Given request:
Copy the rows from the line with "Mark one point per instance of the purple-bronze" to the line with "x=866, y=607", requests included, and multiply every answer coordinate by 1.05, rounding to whole numbers with halves going up. Leave the numbers in the requests and their sample formats as they are.

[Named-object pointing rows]
=======
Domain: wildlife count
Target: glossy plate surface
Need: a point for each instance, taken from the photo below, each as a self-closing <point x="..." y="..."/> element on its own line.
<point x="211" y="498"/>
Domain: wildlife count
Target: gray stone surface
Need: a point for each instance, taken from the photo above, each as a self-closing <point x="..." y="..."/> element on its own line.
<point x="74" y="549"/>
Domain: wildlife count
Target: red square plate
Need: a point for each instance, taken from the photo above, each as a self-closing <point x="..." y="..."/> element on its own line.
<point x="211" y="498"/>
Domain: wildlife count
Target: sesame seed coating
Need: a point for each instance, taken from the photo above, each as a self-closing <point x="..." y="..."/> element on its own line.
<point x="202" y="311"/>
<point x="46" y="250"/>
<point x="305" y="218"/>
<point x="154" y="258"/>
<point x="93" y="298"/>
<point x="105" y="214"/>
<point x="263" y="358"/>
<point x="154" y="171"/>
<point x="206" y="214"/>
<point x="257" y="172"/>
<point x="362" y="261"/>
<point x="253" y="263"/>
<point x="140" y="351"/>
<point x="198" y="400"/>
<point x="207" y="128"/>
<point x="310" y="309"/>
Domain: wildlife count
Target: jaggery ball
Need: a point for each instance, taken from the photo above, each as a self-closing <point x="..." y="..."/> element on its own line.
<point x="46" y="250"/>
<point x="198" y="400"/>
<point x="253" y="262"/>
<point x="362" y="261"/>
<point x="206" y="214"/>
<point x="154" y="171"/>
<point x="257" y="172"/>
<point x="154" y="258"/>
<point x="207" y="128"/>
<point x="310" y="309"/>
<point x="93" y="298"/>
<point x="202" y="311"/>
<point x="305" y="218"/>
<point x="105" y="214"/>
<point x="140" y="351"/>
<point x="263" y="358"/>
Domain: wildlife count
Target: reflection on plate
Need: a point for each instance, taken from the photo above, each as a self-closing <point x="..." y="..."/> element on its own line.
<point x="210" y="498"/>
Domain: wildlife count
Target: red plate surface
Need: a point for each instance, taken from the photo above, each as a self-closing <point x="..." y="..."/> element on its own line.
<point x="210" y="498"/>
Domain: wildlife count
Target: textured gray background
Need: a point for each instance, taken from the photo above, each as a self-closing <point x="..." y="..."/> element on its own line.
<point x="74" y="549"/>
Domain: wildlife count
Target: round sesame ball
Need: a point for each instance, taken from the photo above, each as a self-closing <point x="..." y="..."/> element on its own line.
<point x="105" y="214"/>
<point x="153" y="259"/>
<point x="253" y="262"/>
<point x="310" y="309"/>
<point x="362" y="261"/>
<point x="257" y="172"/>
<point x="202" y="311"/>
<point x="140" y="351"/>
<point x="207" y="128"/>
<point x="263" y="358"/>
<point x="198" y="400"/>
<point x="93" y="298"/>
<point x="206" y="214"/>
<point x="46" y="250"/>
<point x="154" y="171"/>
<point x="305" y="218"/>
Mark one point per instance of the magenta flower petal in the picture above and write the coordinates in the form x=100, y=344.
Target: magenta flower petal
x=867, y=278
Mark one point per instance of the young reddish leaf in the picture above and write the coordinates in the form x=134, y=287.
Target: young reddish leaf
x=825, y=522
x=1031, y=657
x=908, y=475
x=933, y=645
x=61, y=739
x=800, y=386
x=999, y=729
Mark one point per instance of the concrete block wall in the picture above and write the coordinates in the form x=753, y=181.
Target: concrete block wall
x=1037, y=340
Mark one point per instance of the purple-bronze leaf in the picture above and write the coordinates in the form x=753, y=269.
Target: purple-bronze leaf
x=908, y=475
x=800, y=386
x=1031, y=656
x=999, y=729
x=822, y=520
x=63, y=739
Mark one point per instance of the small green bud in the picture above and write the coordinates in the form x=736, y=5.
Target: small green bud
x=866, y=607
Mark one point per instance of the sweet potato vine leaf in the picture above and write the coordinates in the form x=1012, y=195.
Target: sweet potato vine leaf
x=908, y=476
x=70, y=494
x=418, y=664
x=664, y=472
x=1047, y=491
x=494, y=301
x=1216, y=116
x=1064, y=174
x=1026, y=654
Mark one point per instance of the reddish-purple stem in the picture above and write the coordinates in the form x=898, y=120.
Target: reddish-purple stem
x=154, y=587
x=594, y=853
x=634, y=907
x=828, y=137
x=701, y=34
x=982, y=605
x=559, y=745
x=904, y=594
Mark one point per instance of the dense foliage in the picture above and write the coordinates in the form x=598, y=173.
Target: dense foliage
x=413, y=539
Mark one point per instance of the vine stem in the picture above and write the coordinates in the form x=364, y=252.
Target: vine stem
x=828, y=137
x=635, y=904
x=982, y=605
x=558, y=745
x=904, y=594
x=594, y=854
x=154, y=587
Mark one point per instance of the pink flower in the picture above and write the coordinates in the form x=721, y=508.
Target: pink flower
=======
Task solution:
Mark one point per instance of the purple-bronze leaf in the picture above and write the coordinates in the form x=753, y=269.
Target: purple-bronze leaf
x=953, y=499
x=840, y=405
x=1083, y=689
x=1049, y=765
x=863, y=546
x=66, y=776
Mark one point per instance of the small green bud in the picture above and write the coordinates in the form x=736, y=5.
Target: small green bud
x=909, y=637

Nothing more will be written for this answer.